- **Your instructions**
Every line below between the line holding "In each <instance>" and the line holding "positive clicks: (38, 113) (54, 156)", inclusive, should be repeated exactly, and all other lines omitted.

- **Data section**
-*-
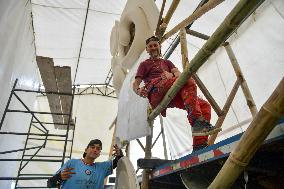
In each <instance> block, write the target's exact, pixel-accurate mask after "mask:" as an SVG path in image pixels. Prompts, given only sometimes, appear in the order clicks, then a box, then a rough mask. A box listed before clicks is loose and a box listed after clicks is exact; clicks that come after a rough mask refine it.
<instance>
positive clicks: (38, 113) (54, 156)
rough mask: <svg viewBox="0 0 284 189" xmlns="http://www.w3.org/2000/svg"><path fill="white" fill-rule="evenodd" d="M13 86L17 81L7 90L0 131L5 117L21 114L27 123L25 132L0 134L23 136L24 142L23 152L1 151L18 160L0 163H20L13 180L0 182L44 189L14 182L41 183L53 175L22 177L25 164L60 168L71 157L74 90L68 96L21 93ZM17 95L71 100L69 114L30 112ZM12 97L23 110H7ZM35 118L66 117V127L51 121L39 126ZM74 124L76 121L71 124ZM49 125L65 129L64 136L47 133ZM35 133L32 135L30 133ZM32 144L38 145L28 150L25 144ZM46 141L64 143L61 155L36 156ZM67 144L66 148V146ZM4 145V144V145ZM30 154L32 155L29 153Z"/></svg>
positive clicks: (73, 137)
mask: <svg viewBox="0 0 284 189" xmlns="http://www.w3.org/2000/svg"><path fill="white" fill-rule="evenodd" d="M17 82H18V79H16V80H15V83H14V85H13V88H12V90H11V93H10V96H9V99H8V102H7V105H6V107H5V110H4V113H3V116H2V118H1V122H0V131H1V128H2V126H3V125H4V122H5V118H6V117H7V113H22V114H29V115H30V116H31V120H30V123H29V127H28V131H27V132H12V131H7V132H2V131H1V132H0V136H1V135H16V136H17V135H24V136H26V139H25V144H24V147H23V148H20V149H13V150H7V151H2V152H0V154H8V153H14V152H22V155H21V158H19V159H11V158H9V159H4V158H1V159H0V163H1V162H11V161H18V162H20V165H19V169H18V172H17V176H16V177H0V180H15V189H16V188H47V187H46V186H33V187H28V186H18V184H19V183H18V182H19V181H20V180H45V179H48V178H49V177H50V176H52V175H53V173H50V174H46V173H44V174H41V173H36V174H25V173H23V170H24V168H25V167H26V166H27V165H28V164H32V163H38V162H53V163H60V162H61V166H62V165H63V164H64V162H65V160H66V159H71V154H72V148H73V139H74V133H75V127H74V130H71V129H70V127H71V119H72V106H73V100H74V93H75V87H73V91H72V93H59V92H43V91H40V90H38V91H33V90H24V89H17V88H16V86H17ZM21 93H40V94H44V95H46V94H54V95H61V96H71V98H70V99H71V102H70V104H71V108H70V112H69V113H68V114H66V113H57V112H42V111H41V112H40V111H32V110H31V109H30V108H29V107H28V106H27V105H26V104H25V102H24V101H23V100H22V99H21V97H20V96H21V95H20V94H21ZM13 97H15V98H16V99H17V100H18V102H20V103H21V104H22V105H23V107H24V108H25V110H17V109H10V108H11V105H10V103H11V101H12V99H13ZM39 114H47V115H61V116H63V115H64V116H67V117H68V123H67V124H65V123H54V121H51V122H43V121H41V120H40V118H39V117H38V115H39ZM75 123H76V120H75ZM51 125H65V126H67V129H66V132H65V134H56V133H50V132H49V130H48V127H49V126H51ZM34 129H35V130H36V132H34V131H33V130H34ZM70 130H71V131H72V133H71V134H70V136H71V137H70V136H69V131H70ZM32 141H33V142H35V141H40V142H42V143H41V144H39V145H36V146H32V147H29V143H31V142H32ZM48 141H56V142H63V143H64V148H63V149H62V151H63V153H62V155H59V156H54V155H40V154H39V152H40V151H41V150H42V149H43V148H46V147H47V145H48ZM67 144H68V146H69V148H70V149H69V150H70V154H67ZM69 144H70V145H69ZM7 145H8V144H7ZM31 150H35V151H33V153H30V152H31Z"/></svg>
-*-
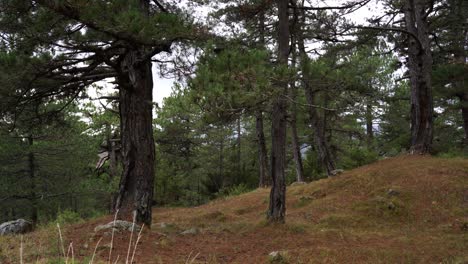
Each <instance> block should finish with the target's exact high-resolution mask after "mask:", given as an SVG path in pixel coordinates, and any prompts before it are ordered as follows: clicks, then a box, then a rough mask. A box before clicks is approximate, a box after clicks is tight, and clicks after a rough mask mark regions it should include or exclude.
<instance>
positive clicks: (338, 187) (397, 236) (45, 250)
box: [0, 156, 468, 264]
-*-
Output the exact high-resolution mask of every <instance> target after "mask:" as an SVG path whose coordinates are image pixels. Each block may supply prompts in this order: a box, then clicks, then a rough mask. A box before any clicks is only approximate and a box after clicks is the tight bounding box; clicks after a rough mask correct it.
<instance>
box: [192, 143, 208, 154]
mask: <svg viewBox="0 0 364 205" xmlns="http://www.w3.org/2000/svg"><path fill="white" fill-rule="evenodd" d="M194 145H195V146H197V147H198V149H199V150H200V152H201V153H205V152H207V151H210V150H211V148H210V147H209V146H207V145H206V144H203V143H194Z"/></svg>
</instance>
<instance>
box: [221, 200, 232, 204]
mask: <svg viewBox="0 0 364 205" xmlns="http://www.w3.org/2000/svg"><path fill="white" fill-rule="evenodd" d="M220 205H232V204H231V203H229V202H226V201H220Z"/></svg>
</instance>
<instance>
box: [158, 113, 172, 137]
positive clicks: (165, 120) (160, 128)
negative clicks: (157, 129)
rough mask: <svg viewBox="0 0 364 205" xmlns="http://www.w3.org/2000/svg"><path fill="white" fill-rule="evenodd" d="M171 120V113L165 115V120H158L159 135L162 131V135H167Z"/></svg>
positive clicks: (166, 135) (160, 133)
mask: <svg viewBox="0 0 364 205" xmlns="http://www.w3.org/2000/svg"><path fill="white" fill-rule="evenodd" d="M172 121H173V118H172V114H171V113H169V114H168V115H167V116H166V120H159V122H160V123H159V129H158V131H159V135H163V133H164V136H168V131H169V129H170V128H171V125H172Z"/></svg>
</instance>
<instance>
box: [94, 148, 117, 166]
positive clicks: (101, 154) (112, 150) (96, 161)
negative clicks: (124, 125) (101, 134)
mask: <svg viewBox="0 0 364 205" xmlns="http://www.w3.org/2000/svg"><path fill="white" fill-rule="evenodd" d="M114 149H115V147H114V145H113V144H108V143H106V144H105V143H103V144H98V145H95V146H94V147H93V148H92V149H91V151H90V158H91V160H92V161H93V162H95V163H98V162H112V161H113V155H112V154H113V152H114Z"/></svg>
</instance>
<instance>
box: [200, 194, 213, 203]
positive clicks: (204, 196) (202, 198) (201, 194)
-*-
- **Solution to the problem**
In each <instance> block, write the target's exact, pixel-accurate mask after "mask:" as an SVG path in image pixels. Prompts, given only sometimes, appear in the order clicks, then a box, then a rough mask. A box listed before clicks is loose and a box listed after clicks is exact; clicks that come after a rough mask refine it.
<instance>
positive clicks: (38, 113) (54, 156)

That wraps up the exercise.